##### PROVIDED INFORMATION #####

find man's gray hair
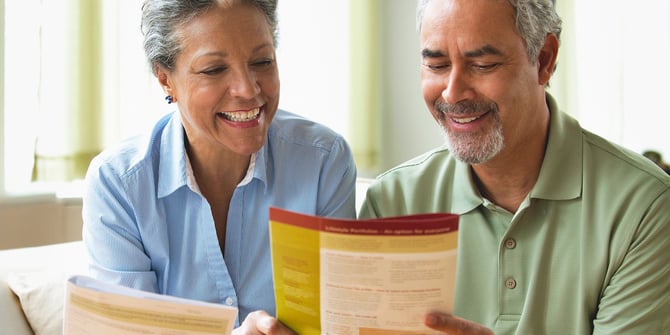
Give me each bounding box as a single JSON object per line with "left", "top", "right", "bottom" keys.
{"left": 416, "top": 0, "right": 561, "bottom": 65}
{"left": 141, "top": 0, "right": 279, "bottom": 76}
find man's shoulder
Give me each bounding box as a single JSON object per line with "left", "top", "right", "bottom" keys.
{"left": 378, "top": 146, "right": 455, "bottom": 180}
{"left": 581, "top": 128, "right": 670, "bottom": 188}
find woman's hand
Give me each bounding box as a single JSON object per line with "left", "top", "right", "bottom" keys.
{"left": 424, "top": 311, "right": 494, "bottom": 335}
{"left": 233, "top": 310, "right": 297, "bottom": 335}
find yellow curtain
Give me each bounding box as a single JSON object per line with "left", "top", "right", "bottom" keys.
{"left": 31, "top": 0, "right": 104, "bottom": 181}
{"left": 348, "top": 0, "right": 380, "bottom": 174}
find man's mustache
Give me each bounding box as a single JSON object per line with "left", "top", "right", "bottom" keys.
{"left": 435, "top": 100, "right": 499, "bottom": 115}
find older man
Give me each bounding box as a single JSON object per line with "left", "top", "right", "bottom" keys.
{"left": 359, "top": 0, "right": 670, "bottom": 334}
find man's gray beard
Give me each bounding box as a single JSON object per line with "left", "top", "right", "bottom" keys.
{"left": 441, "top": 122, "right": 504, "bottom": 164}
{"left": 436, "top": 101, "right": 504, "bottom": 164}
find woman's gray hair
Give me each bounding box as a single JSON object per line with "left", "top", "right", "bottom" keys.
{"left": 416, "top": 0, "right": 562, "bottom": 65}
{"left": 141, "top": 0, "right": 279, "bottom": 76}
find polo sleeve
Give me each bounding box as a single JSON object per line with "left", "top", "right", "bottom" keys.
{"left": 593, "top": 188, "right": 670, "bottom": 334}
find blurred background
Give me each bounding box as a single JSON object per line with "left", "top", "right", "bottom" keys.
{"left": 1, "top": 0, "right": 669, "bottom": 248}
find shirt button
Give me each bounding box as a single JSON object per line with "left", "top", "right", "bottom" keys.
{"left": 505, "top": 278, "right": 517, "bottom": 289}
{"left": 504, "top": 238, "right": 517, "bottom": 249}
{"left": 225, "top": 297, "right": 234, "bottom": 306}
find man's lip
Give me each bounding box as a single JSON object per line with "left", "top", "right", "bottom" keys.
{"left": 446, "top": 111, "right": 490, "bottom": 129}
{"left": 449, "top": 112, "right": 487, "bottom": 124}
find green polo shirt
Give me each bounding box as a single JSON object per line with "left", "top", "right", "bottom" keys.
{"left": 359, "top": 95, "right": 670, "bottom": 334}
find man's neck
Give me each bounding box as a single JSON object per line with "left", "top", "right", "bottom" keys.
{"left": 471, "top": 117, "right": 550, "bottom": 212}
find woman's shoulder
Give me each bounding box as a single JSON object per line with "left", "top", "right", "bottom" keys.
{"left": 89, "top": 112, "right": 177, "bottom": 178}
{"left": 269, "top": 109, "right": 346, "bottom": 150}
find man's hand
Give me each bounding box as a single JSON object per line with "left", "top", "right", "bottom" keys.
{"left": 233, "top": 310, "right": 297, "bottom": 335}
{"left": 424, "top": 311, "right": 494, "bottom": 335}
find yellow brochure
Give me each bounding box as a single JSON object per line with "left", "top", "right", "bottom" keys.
{"left": 269, "top": 207, "right": 459, "bottom": 335}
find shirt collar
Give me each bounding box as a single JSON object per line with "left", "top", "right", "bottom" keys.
{"left": 157, "top": 112, "right": 188, "bottom": 198}
{"left": 157, "top": 112, "right": 268, "bottom": 198}
{"left": 452, "top": 159, "right": 484, "bottom": 214}
{"left": 530, "top": 93, "right": 582, "bottom": 200}
{"left": 452, "top": 93, "right": 582, "bottom": 211}
{"left": 253, "top": 141, "right": 269, "bottom": 190}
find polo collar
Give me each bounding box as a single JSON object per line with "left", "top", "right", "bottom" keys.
{"left": 530, "top": 94, "right": 582, "bottom": 200}
{"left": 451, "top": 94, "right": 582, "bottom": 211}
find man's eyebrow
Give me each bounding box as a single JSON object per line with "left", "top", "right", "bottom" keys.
{"left": 421, "top": 48, "right": 446, "bottom": 59}
{"left": 421, "top": 44, "right": 503, "bottom": 59}
{"left": 464, "top": 44, "right": 503, "bottom": 58}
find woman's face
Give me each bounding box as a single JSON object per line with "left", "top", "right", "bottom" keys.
{"left": 159, "top": 3, "right": 280, "bottom": 156}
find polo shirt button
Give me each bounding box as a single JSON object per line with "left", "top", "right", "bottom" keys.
{"left": 225, "top": 297, "right": 234, "bottom": 306}
{"left": 504, "top": 238, "right": 517, "bottom": 249}
{"left": 505, "top": 278, "right": 517, "bottom": 289}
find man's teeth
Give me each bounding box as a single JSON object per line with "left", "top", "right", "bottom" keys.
{"left": 453, "top": 115, "right": 480, "bottom": 124}
{"left": 220, "top": 108, "right": 260, "bottom": 122}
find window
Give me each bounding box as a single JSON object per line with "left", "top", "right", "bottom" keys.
{"left": 550, "top": 0, "right": 670, "bottom": 161}
{"left": 2, "top": 0, "right": 168, "bottom": 197}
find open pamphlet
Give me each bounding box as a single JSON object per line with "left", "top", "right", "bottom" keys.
{"left": 63, "top": 275, "right": 237, "bottom": 335}
{"left": 269, "top": 207, "right": 459, "bottom": 335}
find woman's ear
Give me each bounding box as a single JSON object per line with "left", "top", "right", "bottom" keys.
{"left": 537, "top": 33, "right": 559, "bottom": 86}
{"left": 155, "top": 64, "right": 173, "bottom": 96}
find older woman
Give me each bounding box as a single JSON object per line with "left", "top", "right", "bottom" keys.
{"left": 82, "top": 0, "right": 355, "bottom": 333}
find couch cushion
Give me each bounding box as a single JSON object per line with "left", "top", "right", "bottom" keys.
{"left": 7, "top": 271, "right": 70, "bottom": 335}
{"left": 0, "top": 241, "right": 87, "bottom": 335}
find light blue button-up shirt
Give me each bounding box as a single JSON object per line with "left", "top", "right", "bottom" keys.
{"left": 82, "top": 109, "right": 356, "bottom": 325}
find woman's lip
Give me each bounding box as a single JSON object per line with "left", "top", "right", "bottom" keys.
{"left": 218, "top": 107, "right": 262, "bottom": 122}
{"left": 217, "top": 107, "right": 264, "bottom": 128}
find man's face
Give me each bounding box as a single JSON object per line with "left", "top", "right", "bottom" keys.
{"left": 419, "top": 0, "right": 546, "bottom": 164}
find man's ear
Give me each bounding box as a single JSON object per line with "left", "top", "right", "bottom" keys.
{"left": 537, "top": 33, "right": 559, "bottom": 86}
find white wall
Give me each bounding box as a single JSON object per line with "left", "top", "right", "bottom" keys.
{"left": 377, "top": 0, "right": 444, "bottom": 173}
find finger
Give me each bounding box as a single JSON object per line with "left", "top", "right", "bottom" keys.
{"left": 252, "top": 312, "right": 296, "bottom": 335}
{"left": 424, "top": 312, "right": 494, "bottom": 335}
{"left": 234, "top": 310, "right": 271, "bottom": 335}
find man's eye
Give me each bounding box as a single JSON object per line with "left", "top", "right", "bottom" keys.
{"left": 425, "top": 63, "right": 450, "bottom": 71}
{"left": 474, "top": 63, "right": 499, "bottom": 71}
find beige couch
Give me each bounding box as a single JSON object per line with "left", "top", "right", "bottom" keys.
{"left": 0, "top": 241, "right": 87, "bottom": 335}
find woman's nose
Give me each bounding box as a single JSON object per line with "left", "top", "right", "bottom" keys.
{"left": 229, "top": 68, "right": 261, "bottom": 98}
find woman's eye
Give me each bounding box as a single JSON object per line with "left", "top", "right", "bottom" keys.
{"left": 201, "top": 66, "right": 226, "bottom": 75}
{"left": 252, "top": 59, "right": 274, "bottom": 68}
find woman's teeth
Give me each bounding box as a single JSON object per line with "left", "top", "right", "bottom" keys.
{"left": 219, "top": 108, "right": 261, "bottom": 122}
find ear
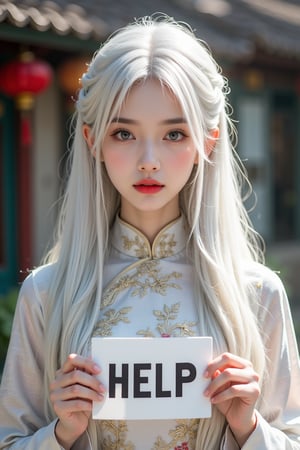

#####

AIM OF THE TASK: The word "button" appears in some lines of the records. Please work out how many and reply with that number only.

TASK ANSWER: 3